Saved data entries:
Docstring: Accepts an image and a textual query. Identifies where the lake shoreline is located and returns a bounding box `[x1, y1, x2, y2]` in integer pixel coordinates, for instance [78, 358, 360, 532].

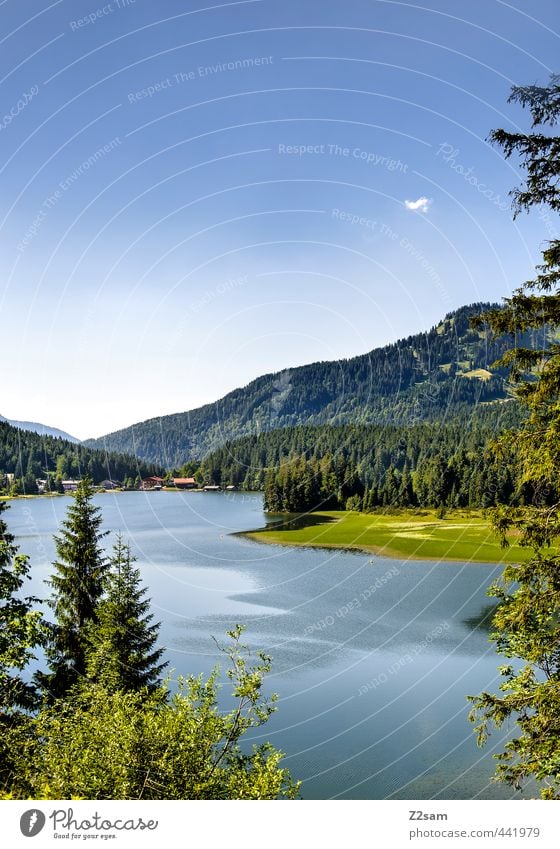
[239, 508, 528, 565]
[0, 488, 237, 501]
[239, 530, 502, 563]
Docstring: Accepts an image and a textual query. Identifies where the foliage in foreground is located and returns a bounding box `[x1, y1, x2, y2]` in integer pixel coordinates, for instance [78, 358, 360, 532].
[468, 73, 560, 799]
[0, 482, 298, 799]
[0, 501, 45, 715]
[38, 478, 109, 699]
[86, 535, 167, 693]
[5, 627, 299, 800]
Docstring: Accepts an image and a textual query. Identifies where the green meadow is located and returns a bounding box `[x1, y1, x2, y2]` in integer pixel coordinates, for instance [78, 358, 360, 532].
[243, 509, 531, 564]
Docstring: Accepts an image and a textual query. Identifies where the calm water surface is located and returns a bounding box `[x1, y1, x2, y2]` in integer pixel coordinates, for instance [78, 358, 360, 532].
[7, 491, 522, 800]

Task goal: Find the line with "where the green". Transcribe it and every line after it exactly, through the end of the records above, and nothing else.

Solution for this exercise:
Docstring: Accepts an image and a textual query. Identifies where the green meadow is located and returns a bounding box `[x1, y1, x2, y2]` in integer pixel coordinates, for instance [78, 358, 360, 532].
[243, 509, 531, 564]
Docstring: Accepts an image and a textual query. Identifies where the calm water surface is located and returns a bounding box `[x1, y1, x2, y2]` in integer pixel coordinates, for instance [78, 358, 360, 532].
[7, 491, 522, 800]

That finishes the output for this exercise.